Supplied text start

There is nothing incongruous in his appearance as a playwright in
partnership with Middleton or with Chettle, with Haughton or with Day;
but a stranger association than that of Massinger's name with Dekker's
it would not be easy to conceive. Could either poet have lent the other
something of his own best quality, could Massinger have caught from
Dekker the freshness and spontaneity of his poetic inspiration, and
Dekker have learned of Massinger the conscientious excellence and
studious self-respect of his dramatic workmanship, the result must have
been one of the noblest and completest masterpieces of the English
stage. As it is, the famous and beautiful play which we owe to the
alliance of their powers is a proverbial example of incongruous
contrasts and combinations. The opening and the closing scenes were very
properly and very fortunately consigned to the charge of the younger and
sedater poet: so that, whatever discrepancy may disturb the intervening
acts, the grave and sober harmonies of a temperate and serious artist
begin and end the concert in perfect correspondence of consummate
execution. "The first act of 'The Virgin Martyr,'" said Coleridge, "is
as fine an act as I remember in any play." And certainly it would be
impossible to find one in which the business of the scene is more
skilfully and smoothly opened, with more happiness of arrangement, more
dignity and dexterity of touch. But most lovers of poetry would give it
all, and a dozen such triumphs of scenical and rhetorical composition,
for the brief dialogue in the second act between the heroine and her
attendant angel. Its simplicity is so childlike, its inspiration so pure
in instinct and its expression so perfect in taste, its utterance and
its abstinence, its effusion and its reserve, are so far beyond praise
or question or any comment but thanksgiving, that these forty-two lines,
homely and humble in manner as they are if compared with the refined
rhetoric and the scrupulous culture of Massinger, would suffice to keep
the name of Dekker sweet and safe forever among the most memorable if
not among the most pre-eminent of his kindred and his age. The four
scenes of rough and rank buffoonery which deface this act and the two
following have given very reasonable offence to critics from whom they
have provoked very unreasonable reflections. That they represent the
coarser side of the genius whose finer aspect is shown in the sweetest
passages of the poem has never been disputed by any one capable of
learning the rudiments or the accidence of literary criticism. An
admirable novelist and poet who had the misfortune to mistake himself
for a theologian and a critic was unlucky enough to assert that he knew
not on what ground these brutal buffooneries had been assigned to their
unmistakable author; in other words, to acknowledge his ignorance of the
first elements of the subject on which it pleased him to write in a tone
of critical and spiritual authority. Not even when his unwary and
unscrupulous audacity of self-confidence impelled Charles Kingsley to
challenge John Henry Newman to the duel of which the upshot left him
gasping so piteously on the ground selected for their tournament--not
even then did the author of _Hypatia_ display such a daring and
immedicable capacity of misrepresentation based on misconception as
when this most ingenuously disingenuous of all controversialists avowed
himself "aware of no canons of internal criticism which would enable us
to decide as boldly as Mr. Gifford does that all the indecency is
Dekker's and all the poetry Massinger's." Now the words of Gifford's
note on the dialogue of which I have already spoken, between the saint
and the angel, are these: "What follows is exquisitely beautiful.... I
am persuaded that this also was written by Dekker." And seeing that no
mortal critic but Kingsley ever dreamed of such absurdity as Kingsley
rushes forward to refute, his controversial capacity will probably be
regarded by all serious students of poetry or criticism as measurable by
the level of his capacity for accurate report of fact or accurate
citation of evidence.

Supplied text end

Requirement 1: Name every critic whom the essay on Dekker and Massinger quotes directly.
Requirement 2: In one to three sentences, explain why the essay on Dekker and Massinger calls Kingsley's objection to Gifford an absurdity.
Requirement 3: Write the next passage of the essay on Dekker and Massinger, continuing after its final sentence.
The material that follows has no connection to the essay on Dekker and Massinger.

Raw data start

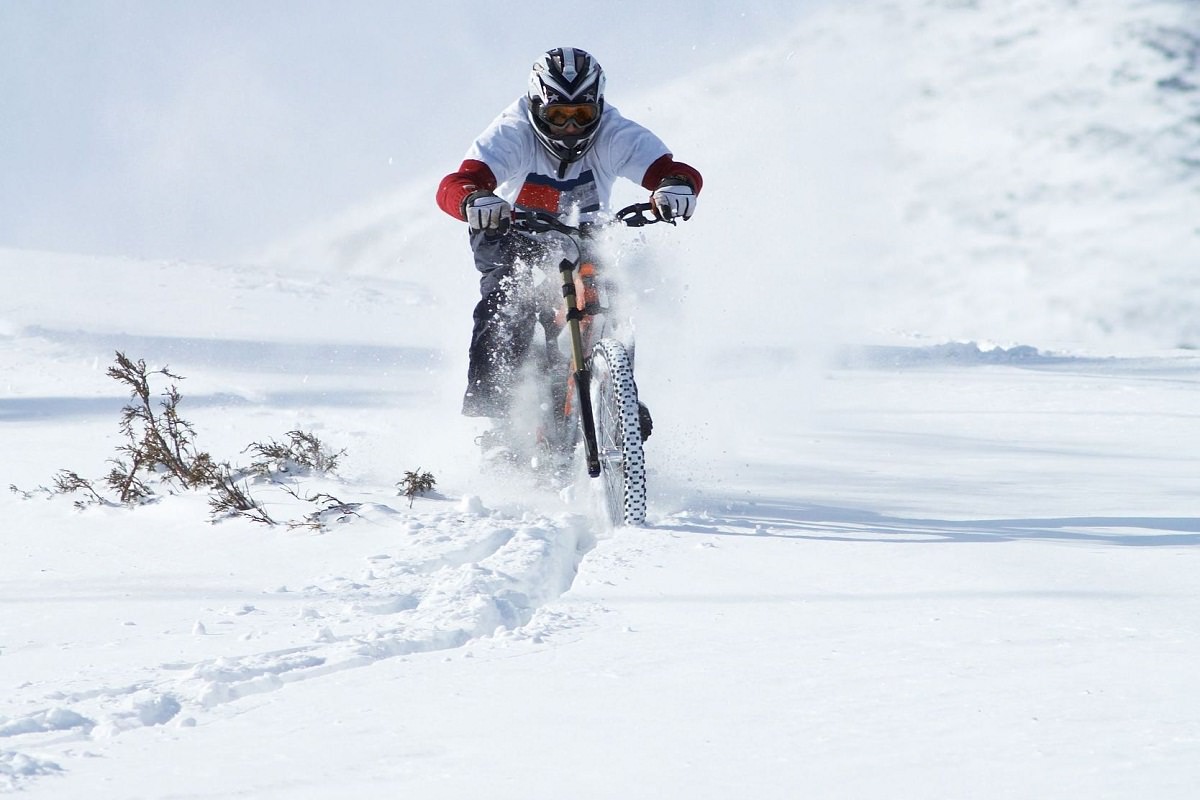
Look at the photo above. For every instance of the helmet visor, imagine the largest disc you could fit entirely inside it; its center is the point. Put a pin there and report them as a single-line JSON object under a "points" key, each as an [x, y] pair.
{"points": [[559, 114]]}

Raw data end

Output 1: Coleridge, Charles Kingsley, and Gifford.

Output 2: Kingsley objected to the claim that all the indecency was Dekker's and all the poetry Massinger's. But Gifford's own note calls the dialogue between the saint and the angel "exquisitely beautiful" and attributes it to Dekker. No critic besides Kingsley had held the view he was rushing to refute.

Output 3:
There are times when we are tempted to denounce the Muse of Dekker as
the most shiftless and shameless of slovens or of sluts; but when we
consider the quantity of work which she managed to struggle or shuffle
through with such occasionally admirable and memorable results, we are
once more inclined to reclaim for her a place of honor among her more
generally respectable or reputable sisters. I am loath to believe what I
see no reason to suppose, that she was responsible for the dismal
drivel of a poem on the fall of Jerusalem, which is assigned, on the
surely dangerous ground of initials subscribed under the dedication, to
a writer who had the misfortune to share these initials with Thomas
Deloney. The ballad-writing hack may have been capable of sinking so far
below the level of a penny ballad as to perpetrate this monstrous
outrage on human patience and on English verse; but the most conclusive
evidence would be necessary to persuade a jury of competent readers that
a poet must be found guilty of its authorship. And we know that a
pamphlet or novelette of Deloney's called "Thomas of Reading; or, the
Six Worthy Yeomen of the West," was ascribed to Dekker until the actual
author was discovered.[1] Dr. Grosart, to whom we owe the first
collected edition of Dekker's pamphlets, says in the introduction to
the fifth of his beautiful volumes that he should have doubted the
responsibility of Dekker for a poem with which it may perhaps be unfair
to saddle even so humble a hackney on the poetic highway as the jaded
Pegasus of Deloney, had he not been detected as the author of another
religious book. But this latter is a book of the finest and rarest
quality--one of its author's most unquestionable claims to immortality
in the affection and admiration of all but the most unworthy readers;
and "Canaan's Calamity" is one of the worst metrical samples extant of
religious rubbish. As far as such inferential evidence can be allowed to
attest anything, the fact of Dekker's having written one of the most
beautiful and simple of religious books in prose tends surely rather to
disprove than to prove his authorship of one of the feeblest and most
pretentious of semi-sacred rhapsodies in verse.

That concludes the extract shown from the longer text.